TASK TO COMPLETE:
Reproduce the nursery rhyme parodies from "The little dog" up to and including "very, very good.", swapping "dog" for "puppy".

DOCUMENT SEGMENT:
^^^^^^^^

# Nursery Rhymes we didn't have as kids



## Artoxx (Nov 12, 2008)

-----Nursery Rhymes we didn't have as kids.........


Mary had a little pig, 
She kept it fat and plastered; 
And when the price of pork went up, 
She shot the little *******. 
******************** 

MARY HAD A LITTLE LAMB 
Her father shot it dead. 
Now it goes to school with her, 
Between two hunks of bread. 
******************** 

JACK AND JILL Went up the hill 
To have a little fun. 
Stupid Jill forgot the pill 
And now they have a son. 
******************** 

SIMPLE SIMON met a Pie man going to the fair. 
Said Simple Simon to the Pie man, 
'What have you got there?' 
Said the Pie man unto Simon, 
'Pies, you DumbAss.' 
******************** 

HUMPTY DUMPTY sat on a wall, 
Humpty Dumpty had a great fall. 
All the kings' horses, 
And all the kings' men 
Had scrambled eggs 
For breakfast again. 
******************** 

HEY DIDDLE, DIDDLE the cat took a piddle, 
All over the bedside clock. 
The little dog laughed to see such fun. 
Then died of electric shock. 
******************** 

GEORGIE PORGY Pudding and Pie, 
Kissed the girls and made them cry. 
And when the boys came out to play, 
He kissed them too 'cause he was gay 
******************** 

There was a little girl who had a little curl 
Right in the middle of her forehead. 
When she was good, she was very, very good. 
But when she was bad........ 
She got a fur coat, jewels, a waterfront condo, and a sports car.


----------



## MeanGene (Nov 18, 2008)

Those cracked me up. Good ones. :rotfl: :rotfl: -_O- -_O- -_O-


----------



## Packfish (Oct 30, 2007)

^^^^^^^^

GIVEN RECORDS:
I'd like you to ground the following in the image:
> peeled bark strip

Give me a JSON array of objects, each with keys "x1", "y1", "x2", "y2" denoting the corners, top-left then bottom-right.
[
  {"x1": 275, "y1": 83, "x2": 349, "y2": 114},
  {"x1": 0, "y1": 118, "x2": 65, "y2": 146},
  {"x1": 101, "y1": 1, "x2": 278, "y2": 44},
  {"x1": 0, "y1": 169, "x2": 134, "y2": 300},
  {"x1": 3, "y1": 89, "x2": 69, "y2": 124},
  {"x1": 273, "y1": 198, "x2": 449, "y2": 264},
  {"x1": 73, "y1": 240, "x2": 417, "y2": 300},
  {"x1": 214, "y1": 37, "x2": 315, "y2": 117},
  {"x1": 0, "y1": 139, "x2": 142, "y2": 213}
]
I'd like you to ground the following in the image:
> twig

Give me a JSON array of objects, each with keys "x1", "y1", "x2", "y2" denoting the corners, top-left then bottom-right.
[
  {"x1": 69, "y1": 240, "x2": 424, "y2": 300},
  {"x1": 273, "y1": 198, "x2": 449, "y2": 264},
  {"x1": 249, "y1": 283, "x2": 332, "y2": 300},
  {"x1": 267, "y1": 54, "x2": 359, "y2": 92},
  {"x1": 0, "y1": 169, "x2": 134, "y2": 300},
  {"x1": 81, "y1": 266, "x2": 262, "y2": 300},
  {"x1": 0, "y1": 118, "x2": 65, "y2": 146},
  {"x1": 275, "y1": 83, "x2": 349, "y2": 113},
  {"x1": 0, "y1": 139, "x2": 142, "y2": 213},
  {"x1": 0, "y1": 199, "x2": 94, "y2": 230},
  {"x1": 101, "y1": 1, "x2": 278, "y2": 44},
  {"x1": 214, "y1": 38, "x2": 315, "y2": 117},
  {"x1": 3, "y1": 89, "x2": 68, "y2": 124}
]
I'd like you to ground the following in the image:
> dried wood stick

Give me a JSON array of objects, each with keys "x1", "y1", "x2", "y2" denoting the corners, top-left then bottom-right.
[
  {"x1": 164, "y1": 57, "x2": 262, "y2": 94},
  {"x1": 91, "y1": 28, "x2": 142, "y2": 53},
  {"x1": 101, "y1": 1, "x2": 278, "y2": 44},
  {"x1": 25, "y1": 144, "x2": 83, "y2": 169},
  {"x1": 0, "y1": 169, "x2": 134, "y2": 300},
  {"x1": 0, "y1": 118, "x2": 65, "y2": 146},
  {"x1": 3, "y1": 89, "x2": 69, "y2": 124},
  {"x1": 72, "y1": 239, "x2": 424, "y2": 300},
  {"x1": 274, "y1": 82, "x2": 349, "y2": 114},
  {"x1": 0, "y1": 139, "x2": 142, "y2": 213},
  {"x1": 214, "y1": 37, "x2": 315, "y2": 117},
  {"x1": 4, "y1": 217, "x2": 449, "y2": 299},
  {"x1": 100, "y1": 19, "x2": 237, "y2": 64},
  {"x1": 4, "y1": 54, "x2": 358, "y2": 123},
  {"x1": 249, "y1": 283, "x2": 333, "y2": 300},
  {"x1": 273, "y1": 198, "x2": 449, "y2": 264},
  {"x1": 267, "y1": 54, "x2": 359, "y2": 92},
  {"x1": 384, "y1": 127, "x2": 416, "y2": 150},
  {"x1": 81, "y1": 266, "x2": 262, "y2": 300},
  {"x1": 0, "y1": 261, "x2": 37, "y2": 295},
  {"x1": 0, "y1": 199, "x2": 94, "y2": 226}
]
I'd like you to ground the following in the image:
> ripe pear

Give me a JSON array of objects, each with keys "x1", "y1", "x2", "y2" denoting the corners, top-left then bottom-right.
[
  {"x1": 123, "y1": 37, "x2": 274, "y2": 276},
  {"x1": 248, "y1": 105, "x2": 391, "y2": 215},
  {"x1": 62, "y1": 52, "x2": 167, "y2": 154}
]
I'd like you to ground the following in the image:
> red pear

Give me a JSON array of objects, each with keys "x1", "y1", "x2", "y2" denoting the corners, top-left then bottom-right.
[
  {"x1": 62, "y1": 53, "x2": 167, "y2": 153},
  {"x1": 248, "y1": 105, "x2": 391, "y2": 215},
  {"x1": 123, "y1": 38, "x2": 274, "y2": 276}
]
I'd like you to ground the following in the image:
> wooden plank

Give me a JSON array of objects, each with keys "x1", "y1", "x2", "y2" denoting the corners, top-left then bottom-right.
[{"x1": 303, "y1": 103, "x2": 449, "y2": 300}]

^^^^^^^^

WORKED SOLUTION:
The little puppy laughed to see such fun. 
Then died of electric shock. 
******************** 

GEORGIE PORGY Pudding and Pie, 
Kissed the girls and made them cry. 
And when the boys came out to play, 
He kissed them too 'cause he was gay 
******************** 

There was a little girl who had a little curl 
Right in the middle of her forehead. 
When she was good, she was very, very good.